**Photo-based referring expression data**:
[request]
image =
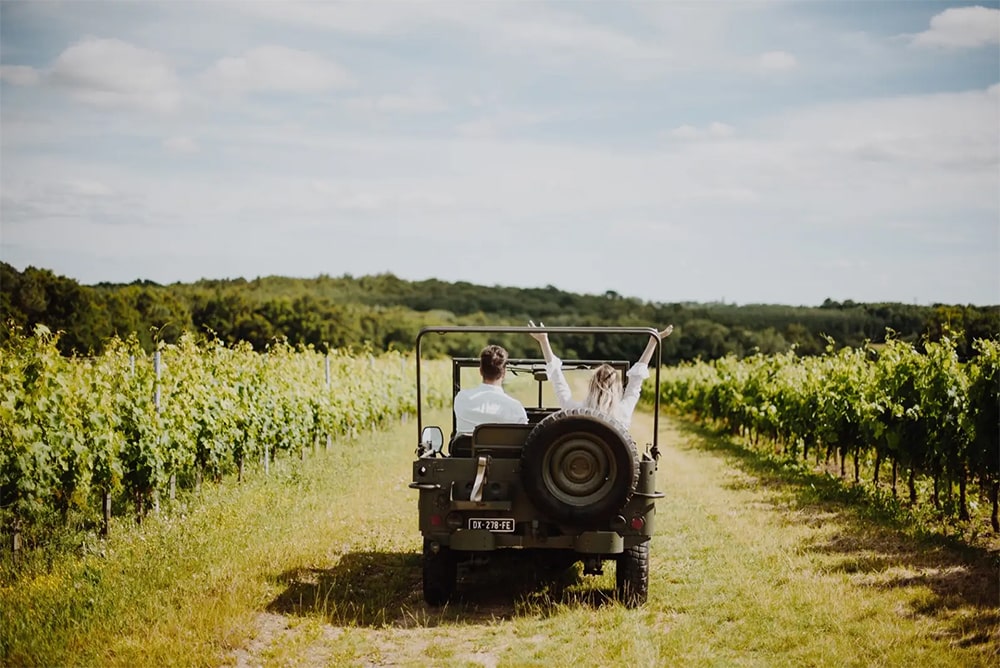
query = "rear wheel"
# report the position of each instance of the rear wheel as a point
(632, 575)
(440, 573)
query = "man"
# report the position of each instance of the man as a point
(488, 402)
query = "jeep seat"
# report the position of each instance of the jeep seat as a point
(500, 440)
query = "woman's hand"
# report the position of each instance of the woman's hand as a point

**Description of the task**: Please transcribe the entries exactly, omitting the images.

**Result below**:
[request]
image =
query = "rear wheel"
# report the position of each instance of the rear wheel as a point
(632, 575)
(440, 573)
query = "man"
# report the position of each instance of the man as a point
(488, 402)
query = "jeep seat"
# report the position of each instance of the jeep seat as a point
(500, 440)
query = "woman's hand"
# report the position of each instance of the woman's hand as a point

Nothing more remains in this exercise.